### DATASET RECORDS ###

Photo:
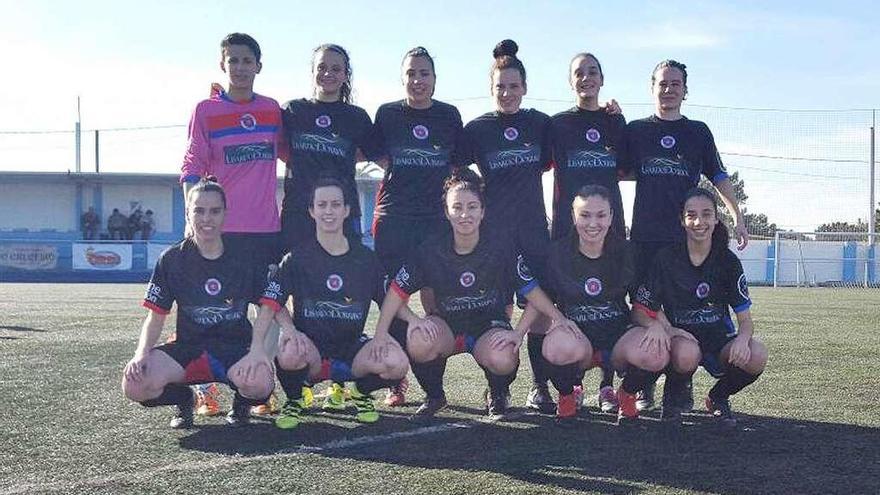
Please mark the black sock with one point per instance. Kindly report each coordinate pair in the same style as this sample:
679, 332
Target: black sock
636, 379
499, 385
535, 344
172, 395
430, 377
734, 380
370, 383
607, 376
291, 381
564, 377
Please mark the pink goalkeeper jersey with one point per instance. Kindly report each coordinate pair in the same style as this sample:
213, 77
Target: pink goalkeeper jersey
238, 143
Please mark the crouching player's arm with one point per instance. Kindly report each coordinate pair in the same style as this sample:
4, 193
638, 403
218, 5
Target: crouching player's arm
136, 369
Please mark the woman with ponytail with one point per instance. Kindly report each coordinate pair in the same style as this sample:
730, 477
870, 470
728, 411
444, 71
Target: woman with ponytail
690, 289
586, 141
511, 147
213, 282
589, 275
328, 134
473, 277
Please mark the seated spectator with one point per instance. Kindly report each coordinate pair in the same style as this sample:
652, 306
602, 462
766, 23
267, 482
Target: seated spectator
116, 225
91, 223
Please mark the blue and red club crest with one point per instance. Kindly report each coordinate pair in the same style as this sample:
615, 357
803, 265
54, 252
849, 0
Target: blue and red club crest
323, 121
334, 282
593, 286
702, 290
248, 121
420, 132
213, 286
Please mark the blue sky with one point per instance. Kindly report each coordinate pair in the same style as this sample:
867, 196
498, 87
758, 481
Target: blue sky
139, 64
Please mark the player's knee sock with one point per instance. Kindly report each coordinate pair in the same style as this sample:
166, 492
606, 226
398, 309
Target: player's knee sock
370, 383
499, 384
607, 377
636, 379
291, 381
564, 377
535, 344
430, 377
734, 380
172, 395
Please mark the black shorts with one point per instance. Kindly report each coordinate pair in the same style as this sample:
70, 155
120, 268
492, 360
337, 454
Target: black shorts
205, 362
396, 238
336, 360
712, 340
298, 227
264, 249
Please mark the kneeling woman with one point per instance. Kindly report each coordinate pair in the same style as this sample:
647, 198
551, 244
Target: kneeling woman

###

# EXERCISE:
Among the lines of the records, copy out each one that contains the word "kneeling".

# EXERCISE ANSWER:
Please mark the kneeling woman with one point per instance. Kindly report each coordinate pair in the same style as this sample:
Target: kneeling woman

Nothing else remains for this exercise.